EXCERPTED PASSAGE
⟨
Legislative aides write EFCC, Buhari over unpaid allowances, accuse Saraki, Dogara of funds diversion

Some legislative aides to federal lawmakers have written a petition to the Acting Chairman of the Economic and Financial Crimes Commission, Ibrahim Magu, demanding an investigation into “criminal diversion of their budgeted legitimate entitlements.”

They also asked the EFCC chairman to bring the culprits to book and ensure the prompt payment of their allowances.

Also copied in the letter is President Muhammadu Buhari, Vice President Yemi Osinbajo, the Inspector General of Police, Ibrahim Idris, Director General of the State Security Service, Yusuf Bichi, and the Chairman of the Independent Corrupt Practices and Other Related Offences Commission (ICPC), Bolaji Owansanoye.

In the letter which was made available to PREMIUM TIMES, nine of the aides, who do not want their names mentioned for fear of victimisation, signed on the endorsement page of the petition. The letter was dated November 19 and received by the anti-graft agency same day.

They accused the Senate President, Bukola Saraki; the Speaker of the House of Representatives, Yakubu Dogara and the Clerk of the National Assembly, Sani Omolori, of diverting funds appropriated to them. They accused them of complicity in the management of the legislative aides’ account.

An investigation in 2016 revealed that no fewer than 2,570 aides are engaged by the 469 members of the 8th National Assembly. Out of the number, 700 aides work for lawmakers in the Senate, while the remaining 1,870 are engaged by House of Representatives members.

As provided in the National Assembly Act, each lawmaker, excluding principal officers, is entitled to five aides – one Senior Legislative Aide (SLA), two legislative aides, a personal assistant and a secretary.

Also, the President of the Senate is entitled to 45 aides, his deputy, 30, and 20 each for principal officers.

Similarly, Speaker of the House of Representatives has 35 assistants, Deputy Speaker, 15 and 10 each for the six principal officers of the House of Representatives.

The number of aides to each legislator, it was gathered, includes those in their constituency offices.

The monthly emolument of the aides, which ranged from N150, 000 to N250, 000, sources at the assembly said, has been reduced to between N75, 000 and N180, 000 by the current leadership of the assembly.
⟩
DIRECTIVES
1. Please rewrite the stretch of the article on legislative aides from "As provided in" through "for principal officers.", putting "presiding officers" in place of "principal officers".
2. Decide whether each statement agrees with the article on legislative aides, answering yes or no and quoting the words that settle it: (a) The letter was dated November 19. (b) Ten of the aides signed the endorsement page of the petition. (c) The President of the Senate is entitled to 45 aides.

MATERIAL PROVIDED
⟨
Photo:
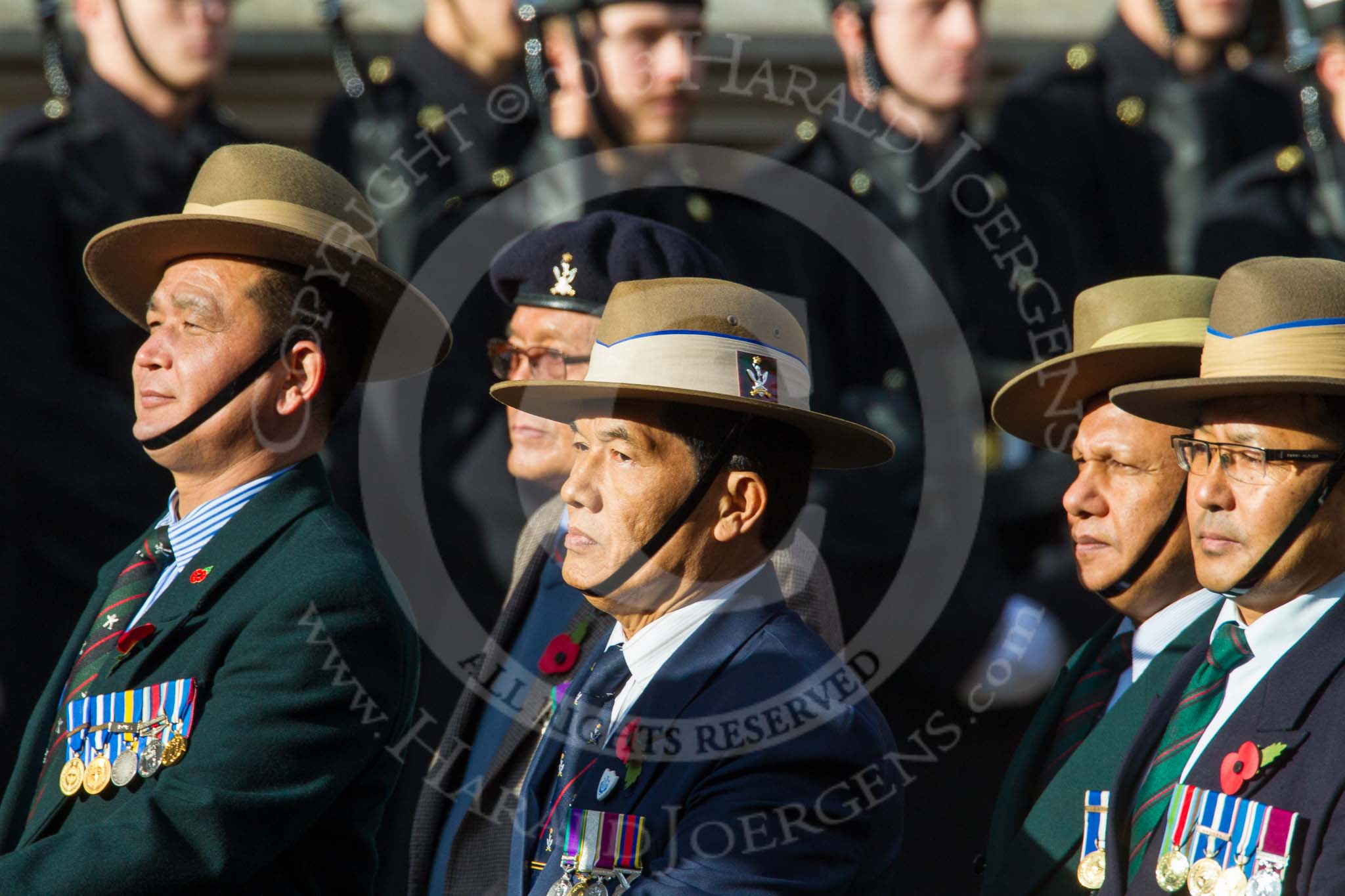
⟩
OUTPUTS
1.
As provided in the National Assembly Act, each lawmaker, excluding presiding officers, is entitled to five aides – one Senior Legislative Aide (SLA), two legislative aides, a personal assistant and a secretary.

Also, the President of the Senate is entitled to 45 aides, his deputy, 30, and 20 each for presiding officers.

2.
(a) Yes: "The letter was dated November 19 and received by the anti-graft agency same day."
(b) No: "nine of the aides, who do not want their names mentioned for fear of victimisation, signed on the endorsement page of the petition."
(c) Yes: "the President of the Senate is entitled to 45 aides"